Work order 1: Duplicate a passage from the article on reporting cybercrime word for word, beginning at the words "Companies that work" and stopping after the words "investigator said yesterday.".
Work order 2: According to the article on reporting cybercrime, what share of DDoS extortion scam victims do not report the crimes to law enforcement agencies?
Work order 3: Resume the article on reporting cybercrime, starting right after its final sentence.

Companies that work with law enforcement agencies on cybercrime can get valuable information, including lists of hostile IP addresses and information on new types of attacks, a US Air Force cybercrime investigator said yesterday.
Wendi Whitmore, a special agent with the Air Force Office of Special Investigations, urged companies that are victims of cybercrime to report the problems to law enforcement agencies during a presentation at the 2006 InfraGard National Conference, focused on protecting US critical infrastructure. Even though many cybercriminals don't get caught, the shared information between law enforcement and private businesses can help both groups develop better defences, she said.
Some cybercriminals do get caught, and those arrests serve as a deterrent to others considering cyberscams, she said. "No criminal prosecution is ever going to be taken if the crime is never reported to law enforcement," Whitmore added. "Until we start developing longer lists of people who got five years, who got 10 years [in jail], who had to pay back hundreds of thousands of dollars, then you're not going to have a deterrent."
Some companies are concerned that law enforcement investigations are slow, but police often have a view of the larger picture than an individual company, she said. Another common fear is that a company that reports cybercrime will have that information leaked to the media, but rarely do the leaks come from law enforcement agencies, she said.
About three-quarters of the victims of DDoS (distributed denial-of-service) extortion scams don't report the crimes to law enforcement agencies, Whitmore said.

Records:
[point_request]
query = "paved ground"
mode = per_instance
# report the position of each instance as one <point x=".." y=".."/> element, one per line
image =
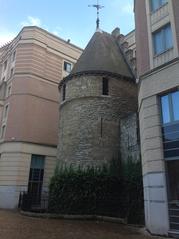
<point x="15" y="226"/>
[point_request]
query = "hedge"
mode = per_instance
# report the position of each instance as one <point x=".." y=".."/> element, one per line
<point x="99" y="191"/>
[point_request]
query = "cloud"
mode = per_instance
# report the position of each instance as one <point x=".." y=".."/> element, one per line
<point x="126" y="8"/>
<point x="6" y="37"/>
<point x="31" y="21"/>
<point x="57" y="31"/>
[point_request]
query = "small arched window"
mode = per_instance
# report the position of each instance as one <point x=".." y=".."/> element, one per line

Written reply 1:
Companies that work with law enforcement agencies on cybercrime can get valuable information, including lists of hostile IP addresses and information on new types of attacks, a US Air Force cybercrime investigator said yesterday.

Written reply 2: About three-quarters of them.

Written reply 3:
In extortion scams, criminals use networks of compromised computers called botnets to flood a company's network with traffic, then ask the company for money to make the DDoS attack stop. If the company refuses to pay, the attacker floods the company's network with more traffic, often from thousands of zombie computers, then demands more money, she said. Financial companies such as banks and offshore gambling websites are favorite targets for these botnet extortion scams, she added.
Botnets of compromised computers are responsible for sending an estimated 60 percent of all spam email, as well as sending many viruses and worms and phishing scam emails, Whitmore said. In addition to DDOS attacks, compromised computers can send out the owner's personal information, and they can be used to store illegally copied music and movies or child pornography, she said.
Whitmore called on businesses to deploy a number of defences against botnets, including running antivirus software, patching systems quickly, scanning network traffic and limiting employee computer access to only the systems they need. Companies also need to "train, train and retrain" their employees in safe internet use, she said.
"The internet is a war zone," she said. "If you haven't been attacked, at some point, you're going to be attacked."
She also recommended that companies develop relationships with local law enforcement investigators and their internet service providers before a cyberattack. That way, the company will be able to get a quick response during a crisis, she said.